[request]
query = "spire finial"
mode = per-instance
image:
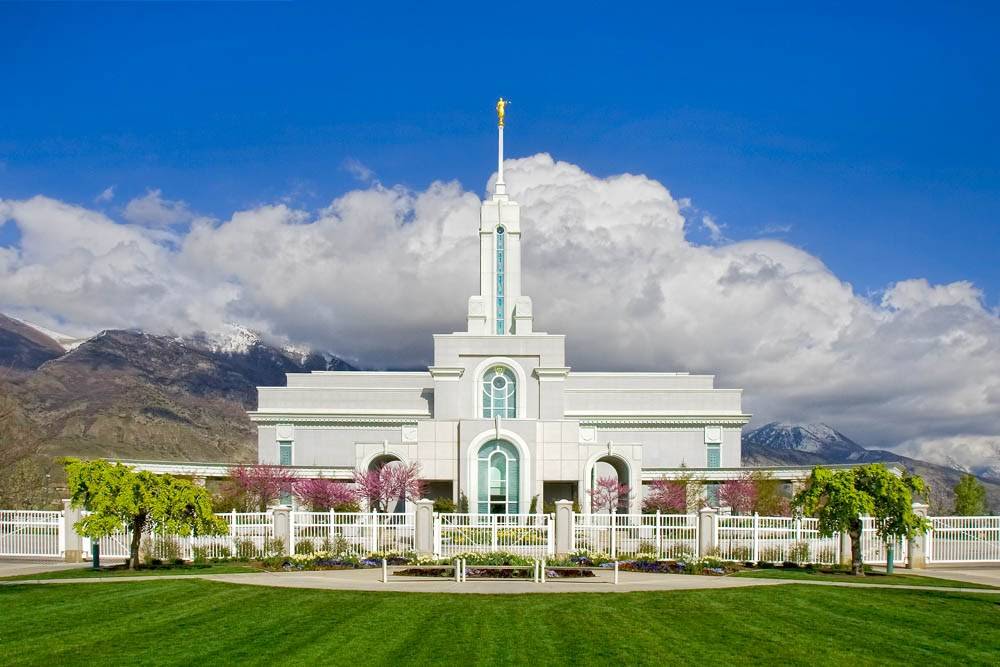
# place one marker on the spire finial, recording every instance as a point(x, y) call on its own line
● ● ● ●
• PROBLEM TO SOLVE:
In the copy, include all records verbatim but no images.

• THE COMPLETED TASK:
[request]
query = "spire finial"
mode = per-instance
image:
# place one marker on the spire finial, recording every instance as a point(x, y) call on its own line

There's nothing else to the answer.